Set exercise:
Take the line that has "If you could point at the rear deck" in it and every line after it to the end of the entries, and reproduce them exactly.

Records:
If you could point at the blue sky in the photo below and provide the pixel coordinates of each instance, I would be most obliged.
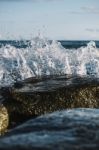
(55, 19)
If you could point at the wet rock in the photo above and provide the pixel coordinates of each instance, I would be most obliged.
(76, 129)
(56, 93)
(4, 119)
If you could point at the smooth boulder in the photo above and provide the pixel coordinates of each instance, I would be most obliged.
(75, 129)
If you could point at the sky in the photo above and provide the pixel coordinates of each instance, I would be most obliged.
(55, 19)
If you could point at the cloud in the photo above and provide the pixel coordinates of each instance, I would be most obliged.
(85, 9)
(92, 30)
(90, 9)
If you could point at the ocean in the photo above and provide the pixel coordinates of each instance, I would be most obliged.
(23, 59)
(49, 94)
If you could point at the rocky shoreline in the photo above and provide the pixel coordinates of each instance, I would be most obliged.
(34, 97)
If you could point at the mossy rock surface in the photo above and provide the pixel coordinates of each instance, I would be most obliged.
(4, 119)
(56, 93)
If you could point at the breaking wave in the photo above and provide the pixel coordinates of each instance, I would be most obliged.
(44, 57)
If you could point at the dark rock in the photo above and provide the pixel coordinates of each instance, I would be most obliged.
(41, 95)
(4, 119)
(76, 129)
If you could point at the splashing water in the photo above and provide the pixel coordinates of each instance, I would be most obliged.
(42, 57)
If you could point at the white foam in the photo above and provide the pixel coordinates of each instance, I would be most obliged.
(43, 57)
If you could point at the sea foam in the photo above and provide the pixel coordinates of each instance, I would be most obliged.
(44, 57)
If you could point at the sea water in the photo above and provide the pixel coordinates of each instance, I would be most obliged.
(39, 56)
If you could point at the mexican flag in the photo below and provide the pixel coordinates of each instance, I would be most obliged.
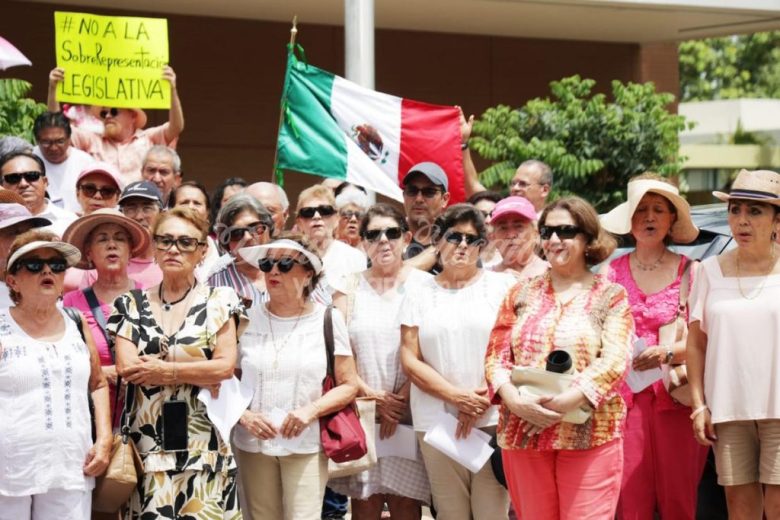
(335, 128)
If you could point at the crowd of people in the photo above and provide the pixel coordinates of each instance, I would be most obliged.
(435, 310)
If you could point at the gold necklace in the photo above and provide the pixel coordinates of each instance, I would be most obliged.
(277, 349)
(763, 282)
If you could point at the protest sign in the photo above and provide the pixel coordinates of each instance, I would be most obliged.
(114, 61)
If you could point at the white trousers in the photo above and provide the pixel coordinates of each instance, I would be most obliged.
(58, 504)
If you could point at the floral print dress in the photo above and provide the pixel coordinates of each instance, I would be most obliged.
(200, 482)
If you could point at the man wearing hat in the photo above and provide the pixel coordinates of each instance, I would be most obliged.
(14, 220)
(425, 198)
(142, 202)
(124, 142)
(63, 162)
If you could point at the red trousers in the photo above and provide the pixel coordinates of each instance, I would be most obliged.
(565, 484)
(663, 463)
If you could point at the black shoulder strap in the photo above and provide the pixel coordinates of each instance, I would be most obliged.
(329, 346)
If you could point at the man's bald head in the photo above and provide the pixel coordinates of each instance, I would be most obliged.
(274, 199)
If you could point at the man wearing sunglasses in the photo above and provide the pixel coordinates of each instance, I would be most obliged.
(25, 174)
(124, 142)
(63, 161)
(425, 198)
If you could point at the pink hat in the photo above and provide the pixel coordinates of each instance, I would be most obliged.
(108, 170)
(515, 205)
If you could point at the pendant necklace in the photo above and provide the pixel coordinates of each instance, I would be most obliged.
(167, 305)
(278, 349)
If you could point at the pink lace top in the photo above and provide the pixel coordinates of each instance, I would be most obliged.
(650, 312)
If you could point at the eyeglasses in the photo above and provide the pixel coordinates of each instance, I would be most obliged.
(48, 143)
(324, 211)
(348, 214)
(35, 265)
(456, 237)
(16, 178)
(284, 264)
(90, 190)
(374, 235)
(133, 209)
(183, 244)
(235, 234)
(563, 232)
(104, 113)
(429, 192)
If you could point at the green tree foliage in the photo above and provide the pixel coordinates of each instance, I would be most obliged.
(593, 145)
(17, 112)
(745, 66)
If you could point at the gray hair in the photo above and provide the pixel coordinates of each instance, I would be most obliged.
(236, 205)
(545, 172)
(161, 149)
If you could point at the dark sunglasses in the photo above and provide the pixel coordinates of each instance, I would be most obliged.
(456, 237)
(374, 235)
(563, 232)
(16, 178)
(183, 244)
(429, 192)
(104, 113)
(348, 214)
(284, 264)
(235, 234)
(105, 192)
(35, 265)
(324, 211)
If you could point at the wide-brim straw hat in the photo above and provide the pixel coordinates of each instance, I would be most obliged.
(757, 185)
(618, 221)
(79, 230)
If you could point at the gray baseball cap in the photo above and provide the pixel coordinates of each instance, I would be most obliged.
(432, 171)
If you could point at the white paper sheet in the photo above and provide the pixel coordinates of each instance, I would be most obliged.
(277, 417)
(403, 443)
(225, 411)
(472, 452)
(638, 380)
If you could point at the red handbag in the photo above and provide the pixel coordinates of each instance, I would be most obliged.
(341, 434)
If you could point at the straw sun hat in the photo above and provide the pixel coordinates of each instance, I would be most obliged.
(618, 221)
(79, 230)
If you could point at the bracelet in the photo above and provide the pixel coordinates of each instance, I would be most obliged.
(698, 411)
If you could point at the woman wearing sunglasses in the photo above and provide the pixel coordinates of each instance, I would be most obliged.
(558, 469)
(172, 340)
(445, 324)
(242, 222)
(48, 460)
(372, 305)
(283, 355)
(663, 463)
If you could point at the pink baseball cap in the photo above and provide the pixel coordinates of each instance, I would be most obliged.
(514, 206)
(106, 169)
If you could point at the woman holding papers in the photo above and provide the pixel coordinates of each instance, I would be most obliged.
(172, 340)
(733, 349)
(662, 462)
(556, 469)
(445, 325)
(283, 355)
(372, 306)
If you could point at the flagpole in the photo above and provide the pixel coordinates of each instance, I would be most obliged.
(293, 35)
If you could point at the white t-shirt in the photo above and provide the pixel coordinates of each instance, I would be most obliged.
(45, 431)
(454, 327)
(59, 217)
(288, 372)
(62, 177)
(742, 366)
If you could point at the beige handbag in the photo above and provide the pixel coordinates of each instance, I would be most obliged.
(675, 377)
(366, 410)
(114, 487)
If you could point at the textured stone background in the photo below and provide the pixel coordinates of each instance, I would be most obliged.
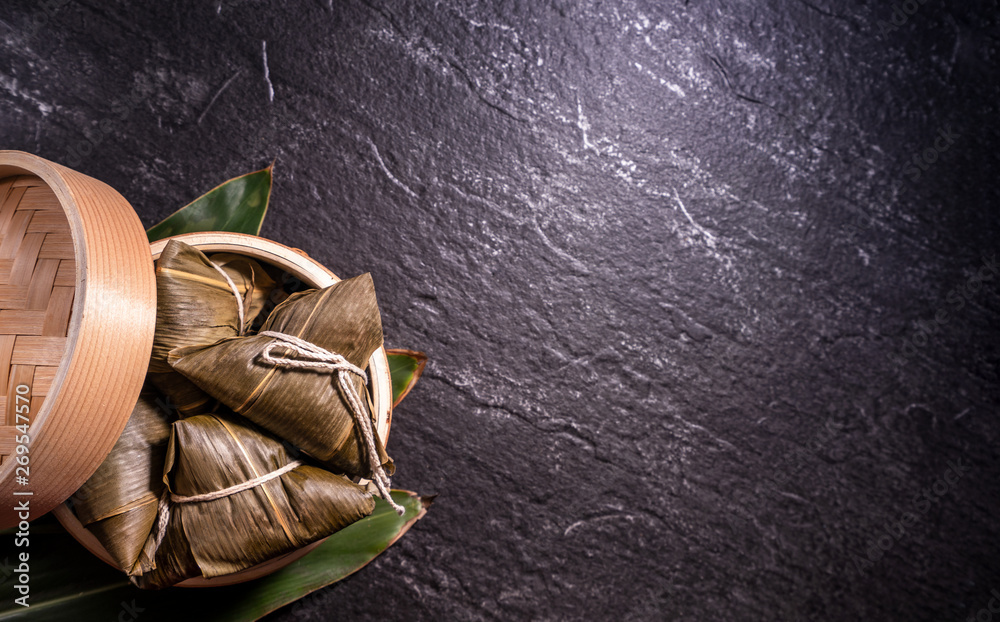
(703, 332)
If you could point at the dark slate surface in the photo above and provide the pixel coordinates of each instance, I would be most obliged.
(709, 288)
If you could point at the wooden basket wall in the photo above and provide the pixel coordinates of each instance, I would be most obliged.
(37, 286)
(77, 313)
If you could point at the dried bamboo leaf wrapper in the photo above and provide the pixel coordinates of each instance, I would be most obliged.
(196, 304)
(118, 503)
(181, 395)
(209, 453)
(304, 406)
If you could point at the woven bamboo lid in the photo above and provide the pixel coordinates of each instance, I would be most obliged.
(77, 312)
(77, 315)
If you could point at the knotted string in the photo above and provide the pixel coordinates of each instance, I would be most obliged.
(163, 512)
(315, 357)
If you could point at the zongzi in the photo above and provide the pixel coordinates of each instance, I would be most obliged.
(284, 389)
(201, 300)
(118, 503)
(236, 499)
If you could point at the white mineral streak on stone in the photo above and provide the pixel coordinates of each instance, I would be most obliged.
(388, 173)
(267, 72)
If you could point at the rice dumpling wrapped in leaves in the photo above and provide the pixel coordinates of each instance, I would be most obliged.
(181, 395)
(201, 300)
(237, 499)
(294, 398)
(118, 504)
(196, 302)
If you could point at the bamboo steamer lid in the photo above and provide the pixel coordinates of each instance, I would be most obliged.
(77, 315)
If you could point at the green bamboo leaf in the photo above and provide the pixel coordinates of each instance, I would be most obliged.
(238, 205)
(405, 367)
(68, 583)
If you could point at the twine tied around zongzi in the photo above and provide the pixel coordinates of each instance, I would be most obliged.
(167, 498)
(240, 302)
(315, 357)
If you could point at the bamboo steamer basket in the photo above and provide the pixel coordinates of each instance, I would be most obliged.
(77, 315)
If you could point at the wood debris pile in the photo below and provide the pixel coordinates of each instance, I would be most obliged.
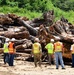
(44, 27)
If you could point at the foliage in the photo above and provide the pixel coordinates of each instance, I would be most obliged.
(35, 8)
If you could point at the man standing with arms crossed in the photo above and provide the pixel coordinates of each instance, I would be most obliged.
(50, 48)
(37, 52)
(58, 49)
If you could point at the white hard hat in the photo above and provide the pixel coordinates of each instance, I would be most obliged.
(36, 39)
(13, 39)
(52, 40)
(7, 39)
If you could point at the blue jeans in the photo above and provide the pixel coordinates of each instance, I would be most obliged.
(6, 58)
(72, 60)
(11, 59)
(58, 57)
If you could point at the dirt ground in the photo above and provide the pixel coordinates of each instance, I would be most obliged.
(27, 68)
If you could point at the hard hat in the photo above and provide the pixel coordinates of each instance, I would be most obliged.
(36, 39)
(52, 40)
(7, 39)
(13, 39)
(73, 40)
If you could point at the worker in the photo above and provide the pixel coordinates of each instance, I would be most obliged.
(72, 52)
(12, 51)
(58, 49)
(37, 52)
(6, 51)
(50, 50)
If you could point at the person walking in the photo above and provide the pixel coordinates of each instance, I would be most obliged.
(72, 52)
(50, 50)
(58, 49)
(6, 51)
(11, 52)
(37, 52)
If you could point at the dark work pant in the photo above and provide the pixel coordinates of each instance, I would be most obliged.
(72, 60)
(6, 58)
(50, 59)
(11, 59)
(37, 58)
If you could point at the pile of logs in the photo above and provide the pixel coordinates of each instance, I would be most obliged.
(44, 27)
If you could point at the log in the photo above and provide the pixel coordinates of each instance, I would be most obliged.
(20, 32)
(31, 30)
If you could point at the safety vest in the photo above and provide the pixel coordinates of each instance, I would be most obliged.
(73, 49)
(5, 47)
(58, 46)
(11, 49)
(36, 48)
(49, 47)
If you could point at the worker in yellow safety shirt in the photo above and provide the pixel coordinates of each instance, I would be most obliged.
(50, 50)
(58, 49)
(72, 52)
(12, 52)
(37, 52)
(6, 51)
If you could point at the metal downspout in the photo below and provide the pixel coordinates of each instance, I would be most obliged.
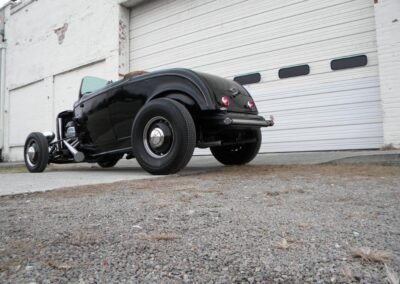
(2, 92)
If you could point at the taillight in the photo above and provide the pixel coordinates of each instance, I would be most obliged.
(251, 105)
(225, 101)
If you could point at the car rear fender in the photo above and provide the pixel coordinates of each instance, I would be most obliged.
(190, 101)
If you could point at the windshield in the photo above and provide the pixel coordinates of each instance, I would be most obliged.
(92, 84)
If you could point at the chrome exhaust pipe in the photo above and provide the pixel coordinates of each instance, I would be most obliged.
(49, 136)
(78, 156)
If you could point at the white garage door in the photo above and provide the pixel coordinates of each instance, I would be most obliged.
(324, 110)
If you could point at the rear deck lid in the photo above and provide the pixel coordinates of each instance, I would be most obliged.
(229, 94)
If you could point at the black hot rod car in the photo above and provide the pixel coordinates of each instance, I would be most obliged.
(157, 118)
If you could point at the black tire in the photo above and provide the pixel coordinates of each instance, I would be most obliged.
(108, 163)
(163, 137)
(238, 154)
(36, 152)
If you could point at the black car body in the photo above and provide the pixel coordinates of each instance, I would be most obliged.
(156, 117)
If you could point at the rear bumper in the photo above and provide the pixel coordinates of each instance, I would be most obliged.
(229, 120)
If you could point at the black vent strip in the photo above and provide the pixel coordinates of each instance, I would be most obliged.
(248, 78)
(294, 71)
(349, 62)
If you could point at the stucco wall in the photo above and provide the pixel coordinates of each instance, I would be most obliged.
(51, 45)
(387, 15)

Answer to this task:
If you could point at the rear deck lid in the photo above and provide the pixel coordinates of each instance, I would be most obliged.
(229, 94)
If you could point at the black hot rod car in the photo above and provide the pixel coordinates of each instance, I would be most obliged.
(157, 118)
If you could point at the black tire in the photo above and provide the pixel coordinates of each instance, I would be most obliged.
(108, 163)
(163, 137)
(238, 154)
(36, 152)
If you could point at the black car body in the photo above and provide the pixel coordinates of each instance, I would be most obliged.
(156, 117)
If you could point at the rear bumper in the photo above and provide the pixel coordinates of each instance, I would be most obliged.
(229, 120)
If you could point at the black vent strip in the photo above and provide the pixel coordinates of each instance, I would be most obliged.
(248, 78)
(294, 71)
(349, 62)
If you could point at the stucco wall in the photo above and provide the pixel coordinates of each instance, I would be most obliged.
(51, 45)
(387, 15)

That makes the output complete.